What to do: Count the lines in the rows below that contain the string "wheel", and reply with that number alone.

* * * *

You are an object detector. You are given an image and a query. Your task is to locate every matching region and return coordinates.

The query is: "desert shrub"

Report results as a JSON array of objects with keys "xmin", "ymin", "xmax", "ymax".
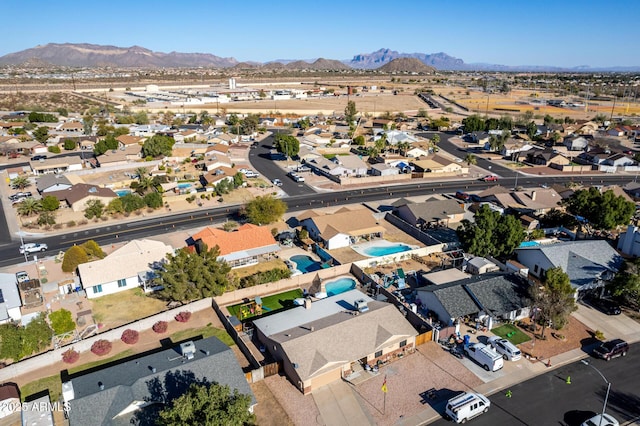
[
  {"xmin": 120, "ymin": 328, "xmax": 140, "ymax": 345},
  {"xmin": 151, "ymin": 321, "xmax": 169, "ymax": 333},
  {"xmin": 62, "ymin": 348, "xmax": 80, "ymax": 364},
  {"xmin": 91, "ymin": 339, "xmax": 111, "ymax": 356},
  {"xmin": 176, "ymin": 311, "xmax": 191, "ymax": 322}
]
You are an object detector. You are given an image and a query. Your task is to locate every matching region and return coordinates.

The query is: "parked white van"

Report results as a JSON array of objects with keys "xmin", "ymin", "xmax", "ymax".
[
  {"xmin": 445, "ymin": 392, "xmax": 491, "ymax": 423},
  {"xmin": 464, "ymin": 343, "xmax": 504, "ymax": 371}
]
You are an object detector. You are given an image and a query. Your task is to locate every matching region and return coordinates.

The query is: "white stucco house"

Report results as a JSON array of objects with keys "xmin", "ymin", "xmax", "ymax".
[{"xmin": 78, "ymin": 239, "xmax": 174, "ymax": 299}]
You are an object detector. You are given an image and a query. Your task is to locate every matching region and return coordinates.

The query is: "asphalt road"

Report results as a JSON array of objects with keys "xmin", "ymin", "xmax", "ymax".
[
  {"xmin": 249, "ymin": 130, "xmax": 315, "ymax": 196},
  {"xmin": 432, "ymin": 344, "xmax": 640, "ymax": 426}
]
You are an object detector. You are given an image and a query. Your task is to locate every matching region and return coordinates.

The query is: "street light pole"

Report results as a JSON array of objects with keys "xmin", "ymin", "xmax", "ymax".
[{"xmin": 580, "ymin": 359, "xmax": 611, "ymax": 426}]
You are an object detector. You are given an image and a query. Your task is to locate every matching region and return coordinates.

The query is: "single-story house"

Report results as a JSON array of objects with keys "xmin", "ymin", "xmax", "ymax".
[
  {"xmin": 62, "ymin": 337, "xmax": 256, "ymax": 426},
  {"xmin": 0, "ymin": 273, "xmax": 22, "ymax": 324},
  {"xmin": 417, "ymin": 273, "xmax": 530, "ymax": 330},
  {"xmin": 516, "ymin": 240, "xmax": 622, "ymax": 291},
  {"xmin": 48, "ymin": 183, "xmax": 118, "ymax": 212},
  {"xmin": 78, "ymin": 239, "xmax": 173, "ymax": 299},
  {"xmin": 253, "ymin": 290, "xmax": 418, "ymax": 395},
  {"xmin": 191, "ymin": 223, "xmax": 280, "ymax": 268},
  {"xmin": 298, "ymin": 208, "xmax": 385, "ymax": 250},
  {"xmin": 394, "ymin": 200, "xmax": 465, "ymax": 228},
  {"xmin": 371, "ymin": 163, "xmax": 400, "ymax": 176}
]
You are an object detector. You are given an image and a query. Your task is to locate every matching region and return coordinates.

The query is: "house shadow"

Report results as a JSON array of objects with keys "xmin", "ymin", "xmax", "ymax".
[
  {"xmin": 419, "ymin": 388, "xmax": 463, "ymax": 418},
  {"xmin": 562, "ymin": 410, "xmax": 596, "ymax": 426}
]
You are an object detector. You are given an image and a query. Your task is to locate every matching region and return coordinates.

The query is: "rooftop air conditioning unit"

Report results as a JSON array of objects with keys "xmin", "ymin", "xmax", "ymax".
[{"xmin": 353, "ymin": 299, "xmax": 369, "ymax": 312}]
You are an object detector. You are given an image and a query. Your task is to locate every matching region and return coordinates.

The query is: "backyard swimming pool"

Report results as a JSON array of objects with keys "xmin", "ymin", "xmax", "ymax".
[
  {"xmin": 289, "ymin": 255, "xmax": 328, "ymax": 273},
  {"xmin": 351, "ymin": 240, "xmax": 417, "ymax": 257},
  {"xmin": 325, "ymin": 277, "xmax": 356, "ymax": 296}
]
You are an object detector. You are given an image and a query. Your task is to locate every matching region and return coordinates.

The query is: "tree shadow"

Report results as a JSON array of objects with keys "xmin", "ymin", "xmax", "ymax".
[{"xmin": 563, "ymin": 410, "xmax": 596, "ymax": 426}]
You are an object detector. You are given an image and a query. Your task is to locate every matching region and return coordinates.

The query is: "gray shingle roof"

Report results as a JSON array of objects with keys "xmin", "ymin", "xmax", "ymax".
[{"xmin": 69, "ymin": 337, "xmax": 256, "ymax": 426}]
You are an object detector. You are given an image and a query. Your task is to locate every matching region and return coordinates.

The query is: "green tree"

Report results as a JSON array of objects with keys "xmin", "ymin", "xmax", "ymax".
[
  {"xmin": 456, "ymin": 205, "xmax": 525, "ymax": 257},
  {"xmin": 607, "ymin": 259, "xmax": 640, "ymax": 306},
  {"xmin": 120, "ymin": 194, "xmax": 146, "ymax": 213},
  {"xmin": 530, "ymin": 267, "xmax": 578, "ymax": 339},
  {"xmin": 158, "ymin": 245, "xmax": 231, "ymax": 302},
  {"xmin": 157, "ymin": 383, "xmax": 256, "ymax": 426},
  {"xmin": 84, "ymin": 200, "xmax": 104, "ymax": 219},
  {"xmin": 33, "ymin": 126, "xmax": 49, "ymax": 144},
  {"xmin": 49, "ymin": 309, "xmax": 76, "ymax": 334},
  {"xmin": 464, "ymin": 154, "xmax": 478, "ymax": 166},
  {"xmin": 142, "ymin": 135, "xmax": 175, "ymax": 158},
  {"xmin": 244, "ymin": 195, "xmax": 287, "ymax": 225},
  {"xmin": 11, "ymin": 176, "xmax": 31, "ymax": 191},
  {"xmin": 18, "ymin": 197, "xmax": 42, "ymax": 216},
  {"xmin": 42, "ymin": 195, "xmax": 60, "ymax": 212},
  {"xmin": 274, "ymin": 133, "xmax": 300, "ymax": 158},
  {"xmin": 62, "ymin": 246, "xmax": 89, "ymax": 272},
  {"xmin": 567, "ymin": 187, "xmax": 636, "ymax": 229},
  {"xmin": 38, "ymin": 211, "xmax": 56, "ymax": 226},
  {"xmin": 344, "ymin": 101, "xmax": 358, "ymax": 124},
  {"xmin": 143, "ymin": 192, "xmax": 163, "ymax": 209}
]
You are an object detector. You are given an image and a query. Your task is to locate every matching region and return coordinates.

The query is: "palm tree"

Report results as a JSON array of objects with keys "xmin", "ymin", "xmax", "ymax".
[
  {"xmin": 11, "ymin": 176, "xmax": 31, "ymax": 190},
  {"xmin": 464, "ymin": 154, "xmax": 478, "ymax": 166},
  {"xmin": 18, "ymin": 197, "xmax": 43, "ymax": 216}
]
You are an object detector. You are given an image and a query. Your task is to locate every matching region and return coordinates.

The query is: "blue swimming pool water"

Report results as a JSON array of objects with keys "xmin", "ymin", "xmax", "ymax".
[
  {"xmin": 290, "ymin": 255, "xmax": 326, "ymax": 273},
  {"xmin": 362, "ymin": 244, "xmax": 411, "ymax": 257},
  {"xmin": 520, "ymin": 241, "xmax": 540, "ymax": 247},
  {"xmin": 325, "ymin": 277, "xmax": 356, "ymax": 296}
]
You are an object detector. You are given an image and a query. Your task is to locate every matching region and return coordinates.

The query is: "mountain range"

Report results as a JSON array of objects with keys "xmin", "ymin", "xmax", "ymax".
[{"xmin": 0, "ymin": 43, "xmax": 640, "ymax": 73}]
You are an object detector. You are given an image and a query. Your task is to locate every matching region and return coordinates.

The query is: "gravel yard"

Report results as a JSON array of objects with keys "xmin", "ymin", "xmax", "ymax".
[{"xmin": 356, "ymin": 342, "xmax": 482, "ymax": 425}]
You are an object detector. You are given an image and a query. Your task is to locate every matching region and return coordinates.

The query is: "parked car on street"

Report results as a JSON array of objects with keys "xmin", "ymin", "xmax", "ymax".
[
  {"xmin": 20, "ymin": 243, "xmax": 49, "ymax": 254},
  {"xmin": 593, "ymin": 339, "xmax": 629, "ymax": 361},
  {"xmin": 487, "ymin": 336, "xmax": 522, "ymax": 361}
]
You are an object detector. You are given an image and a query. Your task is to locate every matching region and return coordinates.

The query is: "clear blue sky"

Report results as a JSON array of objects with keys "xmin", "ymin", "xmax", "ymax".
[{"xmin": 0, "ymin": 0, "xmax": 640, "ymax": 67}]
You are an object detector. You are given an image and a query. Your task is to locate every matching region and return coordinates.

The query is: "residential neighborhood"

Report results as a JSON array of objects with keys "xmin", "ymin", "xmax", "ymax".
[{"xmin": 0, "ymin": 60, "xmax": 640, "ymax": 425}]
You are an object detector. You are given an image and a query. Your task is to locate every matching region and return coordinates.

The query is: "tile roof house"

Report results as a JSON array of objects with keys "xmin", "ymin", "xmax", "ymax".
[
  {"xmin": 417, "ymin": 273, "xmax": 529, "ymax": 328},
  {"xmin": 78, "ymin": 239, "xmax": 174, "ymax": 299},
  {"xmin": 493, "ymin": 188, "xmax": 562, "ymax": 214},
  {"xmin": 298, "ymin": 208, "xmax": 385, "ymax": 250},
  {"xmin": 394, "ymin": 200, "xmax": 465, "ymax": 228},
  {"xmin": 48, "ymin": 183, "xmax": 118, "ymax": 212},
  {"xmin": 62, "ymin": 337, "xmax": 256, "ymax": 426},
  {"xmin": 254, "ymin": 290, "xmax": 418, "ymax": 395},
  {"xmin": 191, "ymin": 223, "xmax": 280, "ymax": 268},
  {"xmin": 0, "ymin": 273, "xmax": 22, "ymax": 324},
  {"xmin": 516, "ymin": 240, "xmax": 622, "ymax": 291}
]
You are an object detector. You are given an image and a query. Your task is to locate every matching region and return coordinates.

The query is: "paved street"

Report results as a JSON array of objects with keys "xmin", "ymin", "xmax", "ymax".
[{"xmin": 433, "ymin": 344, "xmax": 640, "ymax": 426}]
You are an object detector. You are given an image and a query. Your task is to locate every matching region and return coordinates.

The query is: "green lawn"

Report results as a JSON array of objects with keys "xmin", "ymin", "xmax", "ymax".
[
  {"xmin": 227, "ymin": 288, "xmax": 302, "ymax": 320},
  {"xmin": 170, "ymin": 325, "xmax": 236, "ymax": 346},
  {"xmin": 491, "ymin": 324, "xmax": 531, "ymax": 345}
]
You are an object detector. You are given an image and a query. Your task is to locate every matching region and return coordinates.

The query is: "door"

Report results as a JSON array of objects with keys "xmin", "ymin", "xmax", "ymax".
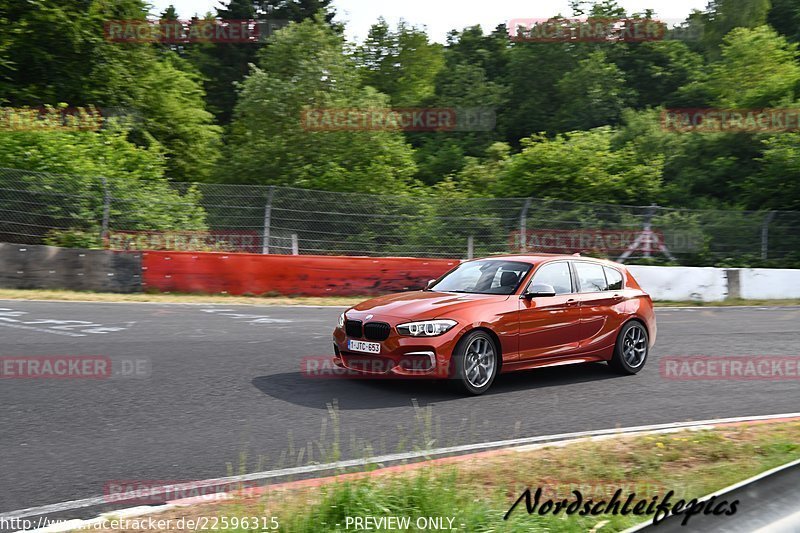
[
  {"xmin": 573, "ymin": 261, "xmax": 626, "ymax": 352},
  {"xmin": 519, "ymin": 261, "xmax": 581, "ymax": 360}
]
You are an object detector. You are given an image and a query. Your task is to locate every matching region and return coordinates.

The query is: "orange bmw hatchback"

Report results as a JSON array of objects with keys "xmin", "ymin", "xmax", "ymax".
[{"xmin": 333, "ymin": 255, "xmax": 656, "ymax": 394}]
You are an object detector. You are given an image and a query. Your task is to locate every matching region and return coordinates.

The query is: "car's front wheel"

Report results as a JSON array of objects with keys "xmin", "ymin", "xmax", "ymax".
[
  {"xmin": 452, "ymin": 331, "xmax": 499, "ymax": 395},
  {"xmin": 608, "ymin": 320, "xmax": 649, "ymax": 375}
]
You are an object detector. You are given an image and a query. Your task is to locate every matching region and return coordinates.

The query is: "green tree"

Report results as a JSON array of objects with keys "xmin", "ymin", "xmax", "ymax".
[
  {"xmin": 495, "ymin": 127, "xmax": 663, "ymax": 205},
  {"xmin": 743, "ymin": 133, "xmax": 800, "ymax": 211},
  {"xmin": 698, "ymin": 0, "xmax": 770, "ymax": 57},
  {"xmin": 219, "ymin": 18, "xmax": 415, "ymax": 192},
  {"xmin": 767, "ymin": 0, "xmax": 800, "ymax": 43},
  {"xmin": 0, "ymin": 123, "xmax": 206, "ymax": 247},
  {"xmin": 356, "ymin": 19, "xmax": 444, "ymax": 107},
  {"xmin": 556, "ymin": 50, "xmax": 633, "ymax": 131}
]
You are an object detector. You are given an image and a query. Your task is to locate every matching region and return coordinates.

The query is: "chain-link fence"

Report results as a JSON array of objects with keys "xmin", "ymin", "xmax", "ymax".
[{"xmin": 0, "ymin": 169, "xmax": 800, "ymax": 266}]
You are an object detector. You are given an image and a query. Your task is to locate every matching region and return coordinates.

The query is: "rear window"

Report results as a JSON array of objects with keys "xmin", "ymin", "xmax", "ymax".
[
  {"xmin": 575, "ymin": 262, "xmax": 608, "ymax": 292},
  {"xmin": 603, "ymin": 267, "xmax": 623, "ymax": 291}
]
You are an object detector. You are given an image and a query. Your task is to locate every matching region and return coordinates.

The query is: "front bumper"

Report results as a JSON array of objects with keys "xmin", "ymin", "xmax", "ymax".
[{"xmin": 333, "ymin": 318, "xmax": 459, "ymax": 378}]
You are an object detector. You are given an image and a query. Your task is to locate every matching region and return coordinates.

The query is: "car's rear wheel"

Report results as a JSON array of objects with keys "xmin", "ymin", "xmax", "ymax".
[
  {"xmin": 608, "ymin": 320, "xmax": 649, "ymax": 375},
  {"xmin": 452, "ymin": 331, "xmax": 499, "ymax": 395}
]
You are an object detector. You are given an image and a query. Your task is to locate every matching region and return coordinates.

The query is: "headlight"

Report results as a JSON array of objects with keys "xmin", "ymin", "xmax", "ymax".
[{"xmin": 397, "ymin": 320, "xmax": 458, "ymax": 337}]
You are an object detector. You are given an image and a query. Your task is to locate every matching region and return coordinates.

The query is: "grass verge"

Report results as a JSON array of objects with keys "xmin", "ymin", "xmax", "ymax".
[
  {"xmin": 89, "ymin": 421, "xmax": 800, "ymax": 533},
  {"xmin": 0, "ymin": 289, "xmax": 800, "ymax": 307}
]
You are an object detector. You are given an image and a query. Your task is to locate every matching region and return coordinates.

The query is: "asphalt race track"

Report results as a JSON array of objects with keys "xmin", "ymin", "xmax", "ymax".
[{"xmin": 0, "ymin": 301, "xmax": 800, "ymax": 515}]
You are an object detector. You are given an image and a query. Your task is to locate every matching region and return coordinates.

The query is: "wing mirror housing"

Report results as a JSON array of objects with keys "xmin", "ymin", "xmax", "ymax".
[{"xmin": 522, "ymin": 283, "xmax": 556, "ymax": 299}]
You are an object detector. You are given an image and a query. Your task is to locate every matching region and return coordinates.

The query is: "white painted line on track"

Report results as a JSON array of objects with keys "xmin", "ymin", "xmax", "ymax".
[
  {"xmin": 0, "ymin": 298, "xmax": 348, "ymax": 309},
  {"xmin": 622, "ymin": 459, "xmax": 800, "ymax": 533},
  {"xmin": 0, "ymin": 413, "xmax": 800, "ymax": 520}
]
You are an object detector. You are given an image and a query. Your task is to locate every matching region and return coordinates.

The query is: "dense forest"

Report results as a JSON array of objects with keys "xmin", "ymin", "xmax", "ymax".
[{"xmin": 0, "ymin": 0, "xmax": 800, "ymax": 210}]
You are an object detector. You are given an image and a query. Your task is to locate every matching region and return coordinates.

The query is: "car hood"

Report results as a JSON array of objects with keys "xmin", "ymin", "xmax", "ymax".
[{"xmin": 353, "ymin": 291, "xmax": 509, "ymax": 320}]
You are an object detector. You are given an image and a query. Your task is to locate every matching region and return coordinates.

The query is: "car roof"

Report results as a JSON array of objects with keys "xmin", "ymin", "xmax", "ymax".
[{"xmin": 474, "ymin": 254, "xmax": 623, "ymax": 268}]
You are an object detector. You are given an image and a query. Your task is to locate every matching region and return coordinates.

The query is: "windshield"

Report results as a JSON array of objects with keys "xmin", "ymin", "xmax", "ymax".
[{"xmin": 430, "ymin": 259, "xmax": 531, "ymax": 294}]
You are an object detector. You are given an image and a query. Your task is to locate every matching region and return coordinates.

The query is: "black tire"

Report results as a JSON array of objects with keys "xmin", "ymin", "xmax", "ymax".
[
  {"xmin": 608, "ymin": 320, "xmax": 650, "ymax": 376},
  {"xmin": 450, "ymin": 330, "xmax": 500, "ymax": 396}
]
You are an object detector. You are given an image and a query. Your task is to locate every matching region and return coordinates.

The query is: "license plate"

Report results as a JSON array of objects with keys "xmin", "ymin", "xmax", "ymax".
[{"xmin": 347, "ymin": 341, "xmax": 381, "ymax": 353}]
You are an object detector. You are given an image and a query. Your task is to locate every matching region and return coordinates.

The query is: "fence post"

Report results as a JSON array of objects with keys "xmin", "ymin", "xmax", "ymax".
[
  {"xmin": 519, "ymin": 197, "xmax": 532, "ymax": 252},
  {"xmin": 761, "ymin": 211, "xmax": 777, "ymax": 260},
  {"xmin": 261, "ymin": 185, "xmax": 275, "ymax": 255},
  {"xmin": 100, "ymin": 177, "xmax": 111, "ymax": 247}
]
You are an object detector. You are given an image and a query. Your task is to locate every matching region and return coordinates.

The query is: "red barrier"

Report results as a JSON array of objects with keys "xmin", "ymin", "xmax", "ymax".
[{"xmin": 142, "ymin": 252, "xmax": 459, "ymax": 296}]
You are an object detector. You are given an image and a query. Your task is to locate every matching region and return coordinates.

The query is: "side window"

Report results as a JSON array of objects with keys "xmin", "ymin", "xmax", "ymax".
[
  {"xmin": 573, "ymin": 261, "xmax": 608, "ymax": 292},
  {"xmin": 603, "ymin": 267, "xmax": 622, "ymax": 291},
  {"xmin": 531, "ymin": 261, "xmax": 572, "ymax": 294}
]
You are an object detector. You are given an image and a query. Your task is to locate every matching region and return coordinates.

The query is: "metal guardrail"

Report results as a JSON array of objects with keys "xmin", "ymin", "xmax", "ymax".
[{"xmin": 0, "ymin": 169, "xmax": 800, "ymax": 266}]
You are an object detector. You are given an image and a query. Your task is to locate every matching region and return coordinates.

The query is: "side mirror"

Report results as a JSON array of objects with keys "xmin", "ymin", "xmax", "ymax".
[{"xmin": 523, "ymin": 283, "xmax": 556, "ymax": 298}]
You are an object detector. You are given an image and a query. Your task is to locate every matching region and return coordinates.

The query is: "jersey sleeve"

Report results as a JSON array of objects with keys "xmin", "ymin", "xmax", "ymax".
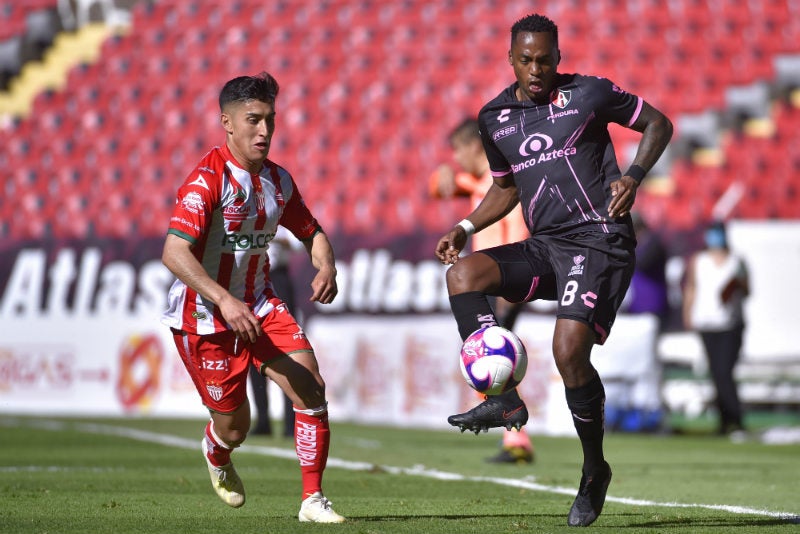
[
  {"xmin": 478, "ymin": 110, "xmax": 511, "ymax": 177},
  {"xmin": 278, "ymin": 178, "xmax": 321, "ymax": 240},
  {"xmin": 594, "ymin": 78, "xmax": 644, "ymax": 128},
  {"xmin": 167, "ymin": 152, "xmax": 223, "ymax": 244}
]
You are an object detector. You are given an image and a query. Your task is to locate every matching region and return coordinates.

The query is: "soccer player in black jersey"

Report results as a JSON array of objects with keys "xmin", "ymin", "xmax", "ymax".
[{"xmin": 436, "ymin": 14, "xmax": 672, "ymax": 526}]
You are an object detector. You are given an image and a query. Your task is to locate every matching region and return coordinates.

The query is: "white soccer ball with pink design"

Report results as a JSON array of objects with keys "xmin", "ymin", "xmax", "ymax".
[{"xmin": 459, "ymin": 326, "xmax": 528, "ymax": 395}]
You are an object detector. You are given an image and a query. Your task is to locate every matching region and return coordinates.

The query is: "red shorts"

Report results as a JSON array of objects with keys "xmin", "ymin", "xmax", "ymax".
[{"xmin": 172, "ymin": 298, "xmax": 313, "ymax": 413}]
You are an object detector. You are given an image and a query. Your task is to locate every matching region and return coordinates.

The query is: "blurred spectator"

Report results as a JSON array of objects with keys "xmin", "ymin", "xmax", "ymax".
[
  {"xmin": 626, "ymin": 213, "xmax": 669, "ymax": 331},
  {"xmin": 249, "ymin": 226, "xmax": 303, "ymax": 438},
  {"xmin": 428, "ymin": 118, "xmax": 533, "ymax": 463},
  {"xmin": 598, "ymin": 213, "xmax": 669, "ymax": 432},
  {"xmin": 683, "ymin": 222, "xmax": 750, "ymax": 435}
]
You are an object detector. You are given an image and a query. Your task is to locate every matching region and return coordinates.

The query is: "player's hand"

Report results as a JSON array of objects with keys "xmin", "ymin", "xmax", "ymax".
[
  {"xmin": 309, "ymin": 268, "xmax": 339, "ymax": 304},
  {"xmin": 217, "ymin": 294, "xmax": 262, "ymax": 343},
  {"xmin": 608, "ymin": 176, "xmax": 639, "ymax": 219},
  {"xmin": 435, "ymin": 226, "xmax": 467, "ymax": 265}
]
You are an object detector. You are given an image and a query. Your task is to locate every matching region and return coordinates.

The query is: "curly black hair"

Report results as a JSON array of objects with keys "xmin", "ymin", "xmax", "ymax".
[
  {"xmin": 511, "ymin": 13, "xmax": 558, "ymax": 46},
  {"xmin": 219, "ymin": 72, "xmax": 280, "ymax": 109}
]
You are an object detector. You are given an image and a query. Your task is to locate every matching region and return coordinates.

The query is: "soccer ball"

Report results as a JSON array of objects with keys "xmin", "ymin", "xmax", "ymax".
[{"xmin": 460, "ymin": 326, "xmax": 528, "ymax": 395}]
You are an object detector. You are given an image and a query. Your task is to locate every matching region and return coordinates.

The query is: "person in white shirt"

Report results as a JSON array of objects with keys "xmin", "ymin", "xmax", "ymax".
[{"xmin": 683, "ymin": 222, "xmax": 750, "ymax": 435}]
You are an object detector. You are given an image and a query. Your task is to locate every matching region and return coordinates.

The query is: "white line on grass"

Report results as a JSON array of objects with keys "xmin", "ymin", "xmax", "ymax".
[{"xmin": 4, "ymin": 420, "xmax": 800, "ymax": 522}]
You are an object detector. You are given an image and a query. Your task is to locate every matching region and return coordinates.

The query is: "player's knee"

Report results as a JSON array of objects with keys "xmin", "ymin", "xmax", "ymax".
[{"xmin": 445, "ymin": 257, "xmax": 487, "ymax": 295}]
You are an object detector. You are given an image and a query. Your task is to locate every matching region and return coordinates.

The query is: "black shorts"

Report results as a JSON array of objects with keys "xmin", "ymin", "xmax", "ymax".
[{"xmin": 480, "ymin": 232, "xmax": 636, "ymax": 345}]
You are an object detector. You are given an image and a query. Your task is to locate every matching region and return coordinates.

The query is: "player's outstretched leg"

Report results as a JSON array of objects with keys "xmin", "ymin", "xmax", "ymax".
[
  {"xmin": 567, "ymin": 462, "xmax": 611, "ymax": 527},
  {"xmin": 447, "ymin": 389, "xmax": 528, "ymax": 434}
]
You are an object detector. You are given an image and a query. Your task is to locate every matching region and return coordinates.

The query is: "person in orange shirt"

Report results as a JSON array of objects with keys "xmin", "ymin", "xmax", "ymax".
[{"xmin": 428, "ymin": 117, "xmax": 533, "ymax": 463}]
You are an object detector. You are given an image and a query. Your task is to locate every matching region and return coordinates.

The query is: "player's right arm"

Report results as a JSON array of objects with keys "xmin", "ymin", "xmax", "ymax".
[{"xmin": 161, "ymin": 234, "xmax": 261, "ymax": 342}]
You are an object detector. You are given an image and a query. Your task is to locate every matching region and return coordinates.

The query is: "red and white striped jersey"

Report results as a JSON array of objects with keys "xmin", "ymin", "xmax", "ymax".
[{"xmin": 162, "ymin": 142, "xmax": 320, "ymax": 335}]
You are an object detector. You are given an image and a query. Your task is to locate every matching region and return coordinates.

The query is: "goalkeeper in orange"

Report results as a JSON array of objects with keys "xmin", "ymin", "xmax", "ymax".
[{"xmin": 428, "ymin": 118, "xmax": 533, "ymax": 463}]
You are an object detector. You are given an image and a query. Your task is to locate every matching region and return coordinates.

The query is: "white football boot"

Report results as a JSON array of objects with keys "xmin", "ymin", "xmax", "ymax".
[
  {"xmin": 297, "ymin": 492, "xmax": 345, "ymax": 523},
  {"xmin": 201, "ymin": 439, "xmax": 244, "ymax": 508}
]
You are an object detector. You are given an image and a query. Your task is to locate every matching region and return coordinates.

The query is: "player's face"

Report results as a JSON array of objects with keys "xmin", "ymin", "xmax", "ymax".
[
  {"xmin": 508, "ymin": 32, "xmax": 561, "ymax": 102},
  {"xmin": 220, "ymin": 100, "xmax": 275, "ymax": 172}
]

* * * *

Response: 2